[WORK REQUIRED]:
Copy every item below verbatim, keeping each line and its coordinates unchanged and in the same order.

[RECORDS PROVIDED]:

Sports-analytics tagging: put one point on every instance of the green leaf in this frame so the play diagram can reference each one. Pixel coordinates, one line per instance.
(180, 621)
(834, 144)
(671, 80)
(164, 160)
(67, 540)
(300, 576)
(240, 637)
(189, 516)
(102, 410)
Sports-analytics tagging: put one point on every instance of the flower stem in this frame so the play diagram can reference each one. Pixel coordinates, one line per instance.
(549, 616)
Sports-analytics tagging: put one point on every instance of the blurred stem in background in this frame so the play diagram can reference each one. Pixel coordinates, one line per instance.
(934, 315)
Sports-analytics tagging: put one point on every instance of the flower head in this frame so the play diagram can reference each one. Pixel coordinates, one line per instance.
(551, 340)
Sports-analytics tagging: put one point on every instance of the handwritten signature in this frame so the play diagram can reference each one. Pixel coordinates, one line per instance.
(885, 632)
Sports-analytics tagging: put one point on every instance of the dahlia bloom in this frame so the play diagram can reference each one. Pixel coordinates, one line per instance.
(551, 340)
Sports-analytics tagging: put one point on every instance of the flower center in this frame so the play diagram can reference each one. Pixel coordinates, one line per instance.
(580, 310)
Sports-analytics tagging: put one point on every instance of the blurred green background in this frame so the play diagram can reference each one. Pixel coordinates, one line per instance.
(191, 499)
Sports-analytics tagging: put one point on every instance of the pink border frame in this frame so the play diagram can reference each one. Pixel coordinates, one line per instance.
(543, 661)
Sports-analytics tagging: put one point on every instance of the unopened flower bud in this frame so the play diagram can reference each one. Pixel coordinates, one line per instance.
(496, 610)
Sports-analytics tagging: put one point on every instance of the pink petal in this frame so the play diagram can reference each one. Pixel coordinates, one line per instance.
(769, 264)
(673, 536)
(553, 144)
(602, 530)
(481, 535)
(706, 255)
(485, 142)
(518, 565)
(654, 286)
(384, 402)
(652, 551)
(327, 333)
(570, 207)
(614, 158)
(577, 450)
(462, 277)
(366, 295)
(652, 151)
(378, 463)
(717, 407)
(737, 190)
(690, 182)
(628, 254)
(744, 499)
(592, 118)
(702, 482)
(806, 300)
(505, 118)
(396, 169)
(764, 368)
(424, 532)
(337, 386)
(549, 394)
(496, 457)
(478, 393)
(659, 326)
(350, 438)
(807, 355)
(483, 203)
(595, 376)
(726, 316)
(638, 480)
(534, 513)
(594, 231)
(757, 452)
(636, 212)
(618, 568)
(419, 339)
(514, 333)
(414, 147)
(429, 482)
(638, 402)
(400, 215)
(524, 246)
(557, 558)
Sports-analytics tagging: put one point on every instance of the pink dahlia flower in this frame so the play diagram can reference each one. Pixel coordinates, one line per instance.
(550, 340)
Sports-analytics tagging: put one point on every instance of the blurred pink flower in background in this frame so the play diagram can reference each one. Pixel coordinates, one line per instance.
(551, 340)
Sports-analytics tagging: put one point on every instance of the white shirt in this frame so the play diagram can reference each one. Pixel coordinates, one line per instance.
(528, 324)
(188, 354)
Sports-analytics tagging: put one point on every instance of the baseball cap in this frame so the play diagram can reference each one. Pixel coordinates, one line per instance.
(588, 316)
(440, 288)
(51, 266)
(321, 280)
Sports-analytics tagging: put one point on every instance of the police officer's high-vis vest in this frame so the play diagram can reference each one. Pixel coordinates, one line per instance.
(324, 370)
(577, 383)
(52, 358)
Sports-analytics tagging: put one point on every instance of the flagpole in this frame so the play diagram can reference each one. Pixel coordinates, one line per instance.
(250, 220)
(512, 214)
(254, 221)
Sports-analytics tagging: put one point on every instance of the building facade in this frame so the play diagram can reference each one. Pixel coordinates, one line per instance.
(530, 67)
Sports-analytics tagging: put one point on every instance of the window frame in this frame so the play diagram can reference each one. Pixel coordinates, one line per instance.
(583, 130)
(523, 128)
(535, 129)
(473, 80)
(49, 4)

[RESULT BELOW]:
Sports-analytics tagging: put one point on every instance of the green leaf in this frame so the play diagram can reference each one. Pixel coordinates, one line per instance.
(180, 621)
(834, 144)
(671, 80)
(164, 160)
(67, 540)
(300, 576)
(240, 637)
(189, 516)
(102, 410)
Sports-analytics tagging: put one point on every instance of the flower stem in this frame so the play diagram can reference each one. Pixel coordinates, one line per instance.
(549, 616)
Sports-analytics tagging: put one point on every instance of the blurred stem in background in this frame so the play diagram can reference each one. Pixel coordinates, one line per instance.
(934, 315)
Sports-analytics tagging: put one point on every instance of the flower head in this frame so the play diagram can reference each one. Pixel coordinates, one line per instance.
(551, 340)
Sports-analytics tagging: put one point on every instance of the handwritten signature in this frame so the play diagram can reference each one. Pixel coordinates, one line per instance.
(885, 632)
Sports-analytics tagging: put one point on every instance of the dahlia bloom in this frame so the play diagram can reference each one. Pixel coordinates, one line per instance.
(551, 340)
Sports-analytics tagging: put one point on every instance of the flower center in this frame so the play diagram can reference each one. Pixel coordinates, one line per instance.
(580, 310)
Sports-analytics tagging: put one point on every instance of the blurred green background in this frame so the play diagram can reference each one. Pixel coordinates, one line per instance.
(191, 499)
Sports-analytics tagging: put one point on every instance of the pink border frame in this frame so the play diagram can reference each one. Pixel coordinates, one line per instance.
(543, 661)
Sports-analytics tagging: put one point on every instance of the unopened flower bud in this frame so the play diagram can reference each one. Pixel coordinates, one line per instance.
(496, 610)
Sports-analytics tagging: put one point on every instance of the pink petal in this frame so the play diagram can reference each one. Pixel coordinates, one line per instance.
(769, 264)
(673, 536)
(553, 144)
(602, 530)
(481, 535)
(706, 255)
(485, 142)
(518, 565)
(654, 286)
(384, 402)
(652, 551)
(327, 333)
(570, 207)
(614, 158)
(577, 450)
(462, 277)
(366, 295)
(652, 151)
(378, 463)
(717, 407)
(737, 190)
(690, 182)
(628, 254)
(744, 499)
(592, 118)
(702, 482)
(806, 300)
(505, 118)
(396, 169)
(764, 368)
(424, 532)
(337, 386)
(549, 394)
(496, 457)
(478, 393)
(659, 326)
(350, 438)
(807, 355)
(483, 203)
(595, 376)
(726, 316)
(638, 480)
(534, 513)
(594, 231)
(757, 452)
(636, 212)
(618, 568)
(419, 339)
(514, 333)
(414, 147)
(429, 482)
(638, 402)
(400, 215)
(524, 246)
(557, 558)
Sports-analytics tagging: put one point on every instance of the pink dahlia flower in this frame so the play diagram can reference each one. Pixel coordinates, one line per instance.
(550, 340)
Sports-analytics tagging: put one point on every instance of the blurred pink flower in background in this frame so the play diagram can reference each one. Pixel coordinates, one line per instance.
(551, 340)
Sports-analytics tagging: put one point on every instance of the white shirt in this frame so the play diagram can reference each one. Pixel coordinates, one line per instance.
(528, 324)
(188, 354)
Sports-analytics tagging: put one point on every instance of the baseball cap in this frame so the play diagram can reference each one. Pixel coordinates, one line per instance.
(588, 316)
(440, 288)
(51, 266)
(321, 280)
Sports-analytics tagging: put one point on every instance of the police officer's high-vis vest in this frame so the play diagram can reference each one. Pixel coordinates, one line per instance.
(324, 370)
(577, 383)
(52, 358)
Sports-analytics tagging: put one point on every instance of the flagpole in this frame so the play diagram can reference each one. Pixel coordinates, one line per instance.
(250, 220)
(512, 214)
(254, 221)
Sports-analytics tagging: put one point on every instance of the building facade in this frame so the play diagram can reference each one. Pixel coordinates, one line per instance.
(530, 67)
Sports-analytics tagging: put one point on every instance of the window frame in this frame so the play diagram can reference each one. Pixel coordinates, one line per instance.
(583, 130)
(523, 128)
(535, 129)
(473, 80)
(49, 4)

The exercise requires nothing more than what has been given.